■ Task
Express the lines of the rows below as a JSON list of strings, one string per line with blank lines omitted, starting at the line containing "object_class: blue sky" and running through the last line of the rows, both ends included.
## begin Provided records
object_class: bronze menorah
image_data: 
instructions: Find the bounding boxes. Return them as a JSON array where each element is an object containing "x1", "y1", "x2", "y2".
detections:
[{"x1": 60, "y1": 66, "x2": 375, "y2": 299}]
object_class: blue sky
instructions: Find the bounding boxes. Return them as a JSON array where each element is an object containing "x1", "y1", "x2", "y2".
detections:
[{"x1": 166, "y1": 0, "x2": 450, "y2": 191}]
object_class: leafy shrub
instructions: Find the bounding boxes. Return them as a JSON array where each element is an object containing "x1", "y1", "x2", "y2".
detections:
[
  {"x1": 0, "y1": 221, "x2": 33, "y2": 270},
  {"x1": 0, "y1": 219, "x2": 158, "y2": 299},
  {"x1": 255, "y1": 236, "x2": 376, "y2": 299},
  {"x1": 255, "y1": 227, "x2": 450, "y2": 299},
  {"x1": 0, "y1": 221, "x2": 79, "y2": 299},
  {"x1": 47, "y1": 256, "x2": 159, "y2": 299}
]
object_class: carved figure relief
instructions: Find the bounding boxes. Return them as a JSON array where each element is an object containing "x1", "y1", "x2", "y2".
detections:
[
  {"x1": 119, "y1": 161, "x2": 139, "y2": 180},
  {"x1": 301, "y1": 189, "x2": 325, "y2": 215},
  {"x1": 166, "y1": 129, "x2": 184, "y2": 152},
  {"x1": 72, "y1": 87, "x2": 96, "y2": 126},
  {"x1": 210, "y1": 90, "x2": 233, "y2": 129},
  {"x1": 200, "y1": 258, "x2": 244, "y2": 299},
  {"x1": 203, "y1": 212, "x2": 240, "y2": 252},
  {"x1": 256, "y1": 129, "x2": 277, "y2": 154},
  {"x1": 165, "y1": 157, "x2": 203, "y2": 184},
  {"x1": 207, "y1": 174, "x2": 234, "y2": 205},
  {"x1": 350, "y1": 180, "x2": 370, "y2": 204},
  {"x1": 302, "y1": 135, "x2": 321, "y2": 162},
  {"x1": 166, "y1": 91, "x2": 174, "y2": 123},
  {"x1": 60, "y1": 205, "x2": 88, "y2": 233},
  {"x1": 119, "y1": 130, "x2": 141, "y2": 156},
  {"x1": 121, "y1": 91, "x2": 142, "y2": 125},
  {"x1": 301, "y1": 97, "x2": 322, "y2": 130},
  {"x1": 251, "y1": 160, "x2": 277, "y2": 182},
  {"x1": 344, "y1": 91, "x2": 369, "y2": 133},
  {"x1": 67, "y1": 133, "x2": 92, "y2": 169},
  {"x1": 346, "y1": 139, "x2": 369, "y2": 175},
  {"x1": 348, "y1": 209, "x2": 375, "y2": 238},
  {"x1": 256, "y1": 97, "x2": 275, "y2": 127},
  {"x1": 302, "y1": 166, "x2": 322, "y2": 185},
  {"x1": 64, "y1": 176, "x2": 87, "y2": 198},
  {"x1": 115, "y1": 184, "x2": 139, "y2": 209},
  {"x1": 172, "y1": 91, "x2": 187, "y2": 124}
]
## end Provided records
■ Solution
[
  "object_class: blue sky",
  "instructions: Find the bounding boxes. Return them as a JSON array where each element is an object containing \"x1\", \"y1\", \"x2\", \"y2\".",
  "detections:",
  "[{\"x1\": 166, \"y1\": 0, \"x2\": 450, \"y2\": 191}]",
  "object_class: leafy shrub",
  "instructions: Find the bounding boxes. Return them as a JSON array where each element is an object containing \"x1\", \"y1\", \"x2\", \"y2\".",
  "detections:",
  "[",
  "  {\"x1\": 0, \"y1\": 221, \"x2\": 33, \"y2\": 270},",
  "  {\"x1\": 0, \"y1\": 219, \"x2\": 158, \"y2\": 299},",
  "  {\"x1\": 255, \"y1\": 236, \"x2\": 376, \"y2\": 299},",
  "  {\"x1\": 255, \"y1\": 227, \"x2\": 450, \"y2\": 299},",
  "  {\"x1\": 0, \"y1\": 221, \"x2\": 79, \"y2\": 299},",
  "  {\"x1\": 47, \"y1\": 256, \"x2\": 159, \"y2\": 299}",
  "]",
  "object_class: carved figure relief",
  "instructions: Find the bounding boxes. Return them as a JSON array where each element is an object containing \"x1\", \"y1\", \"x2\", \"y2\".",
  "detections:",
  "[",
  "  {\"x1\": 119, \"y1\": 161, \"x2\": 139, \"y2\": 180},",
  "  {\"x1\": 301, \"y1\": 189, \"x2\": 325, \"y2\": 215},",
  "  {\"x1\": 166, \"y1\": 129, \"x2\": 184, \"y2\": 152},",
  "  {\"x1\": 72, \"y1\": 87, \"x2\": 96, \"y2\": 126},",
  "  {\"x1\": 210, \"y1\": 90, \"x2\": 233, \"y2\": 129},",
  "  {\"x1\": 200, \"y1\": 258, \"x2\": 244, \"y2\": 299},",
  "  {\"x1\": 203, \"y1\": 212, \"x2\": 240, \"y2\": 252},",
  "  {\"x1\": 256, \"y1\": 129, \"x2\": 277, \"y2\": 154},",
  "  {\"x1\": 165, \"y1\": 157, \"x2\": 203, \"y2\": 184},",
  "  {\"x1\": 207, \"y1\": 174, \"x2\": 234, \"y2\": 205},",
  "  {\"x1\": 350, \"y1\": 180, \"x2\": 370, \"y2\": 204},",
  "  {\"x1\": 302, \"y1\": 135, \"x2\": 321, \"y2\": 162},",
  "  {\"x1\": 166, \"y1\": 91, \"x2\": 174, \"y2\": 123},",
  "  {\"x1\": 60, \"y1\": 205, \"x2\": 88, \"y2\": 233},",
  "  {\"x1\": 119, \"y1\": 130, \"x2\": 141, \"y2\": 156},",
  "  {\"x1\": 121, \"y1\": 91, \"x2\": 142, \"y2\": 125},",
  "  {\"x1\": 301, \"y1\": 97, \"x2\": 322, \"y2\": 130},",
  "  {\"x1\": 251, \"y1\": 160, \"x2\": 277, \"y2\": 182},",
  "  {\"x1\": 344, \"y1\": 91, \"x2\": 369, \"y2\": 133},",
  "  {\"x1\": 67, \"y1\": 133, \"x2\": 92, \"y2\": 169},",
  "  {\"x1\": 346, \"y1\": 139, \"x2\": 369, \"y2\": 175},",
  "  {\"x1\": 348, \"y1\": 209, \"x2\": 375, \"y2\": 238},",
  "  {\"x1\": 256, \"y1\": 97, \"x2\": 275, \"y2\": 127},",
  "  {\"x1\": 302, \"y1\": 166, \"x2\": 322, \"y2\": 185},",
  "  {\"x1\": 64, \"y1\": 176, \"x2\": 87, \"y2\": 198},",
  "  {\"x1\": 115, \"y1\": 184, \"x2\": 139, \"y2\": 209},",
  "  {\"x1\": 172, \"y1\": 91, \"x2\": 187, \"y2\": 124}",
  "]"
]